------ Kutipan Sumber
Korut telah lama mempertahankan hubungan dekat dengan Republik Arab Suriah. Pyongyang bisa dibilang adalah mitra pertahanan tertua dan diandalkan Damaskus. Personel Korut telah berperang bersama rekan-rekannya di  Suriah di semua pertempuran besar negara tersebut selama dekade 1970-an. 

Termasuk dalam Perang Yom Kippur dan Perang Lebanon untuk melawan Israel dan penumpasan pemberontakan kelompok militan Islam.  

Suriah, yang tidak memiliki basis industri militer yang cukup besar, maka bantuan Korut telah memainkan peran kunci dalam memodernisasi sistem senjata era Soviet di Suriah: kendaraan tempur lapis baja, artileri, hingga rudal permukaan ke udara.  

Pyongyang juga telah memberikan sekutunya itu banyak persenjataan rudal balistiknya, termasuk Hwasong-5, Hwasong-6 dan KN-02 Toksa yang merupakan kunci untuk mencegah serangan dari Israel.

Peran Korut sebagai penasihat militer telah lama hadir di militer Suriah, dan memainkan peran kunci  dalam perang maupun di masa damai.  Bantuan Korut telah menjadi aset yang tak ternilai bagi Damaskus.  

Dukungan Korea Utara telah menjadi kunci untuk meningkatkan jaringan rudal permukaan ke udara Suriah, karena Rusia menolak menyediakan sistem rudal jarak jauh yang lebih canggih, dan Iran yang tidak mampu melakukannya.  

Itu sebabnya,  persenjataan  Korut  telah memainkan peran kunci dalam memperkuat serangan udara Suriah melawan Israel maupun blok Barat. Serangan ini merupakan kesempatan bagi Korut untuk menilai kinerja sistem pertahanan udara era Soviet yang sudah ditingkatkannya  dalam menghadapi sistem persenjataan buatan Barat terbaru.
------------
------ Data yang Diberikan
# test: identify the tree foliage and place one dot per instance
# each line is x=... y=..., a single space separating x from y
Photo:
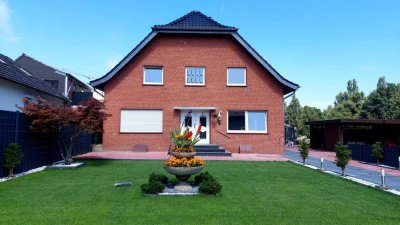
------------
Latihan Soal:
- 1) Jawablah pertanyaan berikut berdasarkan teks tentang hubungan Korut dan Suriah.
(a) Pada dekade berapa personel Korut berperang bersama rekan-rekannya di Suriah dalam semua pertempuran besar negara tersebut?
(b) Rudal balistik apa saja yang disebut telah diberikan Pyongyang kepada Suriah?
(c) Menurut teks, mengapa dukungan Korea Utara menjadi kunci untuk meningkatkan jaringan rudal permukaan ke udara Suriah?
- 2) Lanjutkan teks tentang hubungan Korut dan Suriah mulai dari kalimat terakhirnya.
Materi tersebut berdiri sendiri dan tidak berkaitan dengan teks tentang hubungan Korut dan Suriah.

Jawaban:
- 1)
(a) Dekade 1970-an.
(b) Hwasong-5, Hwasong-6, dan KN-02 Toksa.
(c) Rusia menolak menyediakan sistem rudal jarak jauh yang lebih canggih, sedangkan Iran tidak mampu melakukannya.

- 2)
Upaya itu dilakukan lewat keterlibatan persenjataan di Suriah. Pemerintah Suriah juga berterima kasih kepada Korut atas dukungan ekstensifnya ke sektor kesehatannya guna membantu meringankan krisis kemanusiaan sejak pecahnya perang. 

Sejumlah laporan menyatakan, militer Korut atau Tentara Rakyat Korea (KPA) juga mengirimkan pasukan darat ke Suriah untuk secara langsung membantu Damaskus. Langkah seperti itu tidak akan pernah terjadi sebelumnya lewat pengerahan personel darat Korut, termasuk untuk  mengoperasikan artileri Suriah selama Perang Lebanon.

Pilot-pilot Korut juga telah menerbangkan jet tempur buatan Soviet melawan Angkatan Udara Israel selama Perang Yom Kippur.  Bantuan militer Korut juga dikerahkan dalam membantu Suriah menghadapi pasukan teroris ISIS,  Al Qaeda dan Al Nusra.  

Bantuan Korut  ke Suriah, masuk akal secara strategis dari sudut pandang Pyongyang. Sebab, Damaskus, adalah salah satu mitra utama Korut setelah runtuhnya Uni Soviet dan sekutu negara Asia Timur  dalam melawan Blok Barat. 

Suriah adalah  kunci kemenangan strategis Korut di Timur Tengah. Ketika AS dan sekutu Eropa-nya terus mengumbar ancaman lewat dominasi mereka di Timur Tengah, Suriah memainkan peran sentral bersama Iran.

Dengan demikian, kekuatan Barat dianggap tidak dapat sepenuhnya mengalihkan sumber daya dan perhatian mereka ke kawasan Asia Pasifik.  Ini mencerminkan strategi Korut yang berhasil memecah pasukan AS selama Perang Vietnam.

Pyongyang ketika itu tidak hanya mengirim bantuan militer ekstensif  ke Vietnam Utara, tetapi juga mengerahkan personel tempur ke garis depan. 

Dalam upaya untuk memaksa AS  dan sekutunya membagi sumber daya antara dua front, Korut pernah memicu sejumlah provokasi militer di Semenanjung Korea. Termasuk sempat menjatuhkan pesawat AS, dan mengirim tim infiltrasi ke Korsel untuk memulai pemberontakan kedua di sana.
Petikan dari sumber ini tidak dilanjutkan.